[PAGE EXCERPT Boundary: Start]
Proposal for an Organ-Specific Chronic Inflammation–Remodeling–Carcinoma Sequence

Round 1

Reviewer 1 Report

This review is very simple and didatic. There are no novel informations.

Author Response

This review is very simple and didatic. There are no novel informations.

Answer. Thank you for your comment.

As the reviewer has written, our proposal is quite simple. But, from an overall viewpoint, we want to highlight organ-specific chronic inflammation–remodeling–carcinoma sequences for gastroenterologists. As we have described in this review, the remodeling consists of mucosal fibrosis due to chronic inflammation as well as epithelial cell metaplasia or regenerated disorganization. This remodeling includes different kinds of molecular changes involved in genetic and epigenetic alterations toward tumorigenesis. We believe that this review will be helpful for gastroenterologists in their practice of medicine.

We would like to ask you to read our revised manuscript, again.

Reviewer 2 Report

It is a very insightful and well-written review. It is also tutorial. 

The author focus on tissue remodeling as an important process to carcinogenesis, but carcinogenesis include an irreversible point such as fixed mutation caused by covalent bond adduction of chemical carcinogen to DNA Base (which finally lead to mis-paring and mutation). The address of these lines would further give the readers better perspective in this field.

Author Response

Thank you for your adequate suggestion.

We have added one paragraph with references (page 8, line 280).

In an overview of the genetic alterations in colorectal epithelium in UC-associated colorectal carcinogenesis as a typical organ-specific chronic inflammation–carcinoma sequence, an early event is epithelial p53 mutation or LOH derived from cellular DNA damage mainly caused by oxidative stress [75, 76]. Subsequently, the mutation or LOH of Rb, the LOH of the cyclin-dependent kinase inhibitor and p16, mutations of the DCC suppressor gene and K-ras oncogene, and the loss of APC (LOH) follow in stepwise carcinogenesis. This differs from a sporadic colorectal adenoma–adenocarcinoma sequence in which the loss of APC appears early, and is followed by K-ras, DCC, and relatively late p53 mutations [77]. Again, this difference is thought to be derived from DNA damage by oxidative stress, mainly including reactive oxygen and nitrogen species in chronic inflammation [77]. Cycles of epithelial cell damage and regeneration lead to DNA mutation and methylation. In fact, the accumulation of mitochondrial DNA mutations was shown in both noncancerous and cancerous colorectal mucosae of UC with colitic cancer [78]. Although nuclear DNA is protected by histones, a similar mutation tendency is suggested to occur in UC.

Reviewer 3 Report

This is a review article on organ-specific chronic inflammation–carcinoma sequence. Among several organs, the authors described only about Barrett’s adenocarcinoma, differentiated-type (Lauren’s intestinal-type) gastric cancer, and colitic cancer from UC. Although it is well-written, there are few points to be checked as follow.
[PAGE EXCERPT Boundary: End]
[GIVEN RECORDS Boundary: Start]
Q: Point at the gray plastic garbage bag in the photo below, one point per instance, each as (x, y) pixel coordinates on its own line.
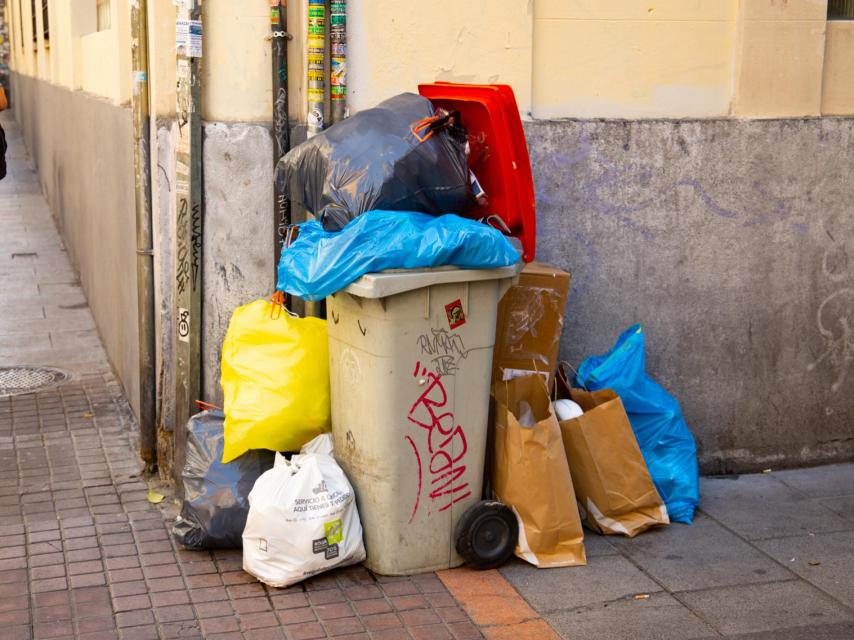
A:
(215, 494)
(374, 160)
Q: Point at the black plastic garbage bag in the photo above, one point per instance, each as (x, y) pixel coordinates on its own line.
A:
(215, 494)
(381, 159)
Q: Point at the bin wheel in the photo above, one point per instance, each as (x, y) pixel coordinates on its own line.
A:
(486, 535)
[GIVEN RECORDS Boundary: End]
• [WHAT TO DO]:
a – Repeat the portion of the review thread starting at "This is a review" and ending at "checked as follow.".
b – Render this sentence from the review thread into Spanish: "Cycles of epithelial cell damage and regeneration lead to DNA mutation and methylation."

• [SOLUTIONS TO THE PROBLEMS]:
a –
This is a review article on organ-specific chronic inflammation–carcinoma sequence. Among several organs, the authors described only about Barrett’s adenocarcinoma, differentiated-type (Lauren’s intestinal-type) gastric cancer, and colitic cancer from UC. Although it is well-written, there are few points to be checked as follow.

b – Los ciclos de daño y regeneración de las células epiteliales conducen a la mutación y la metilación del ADN.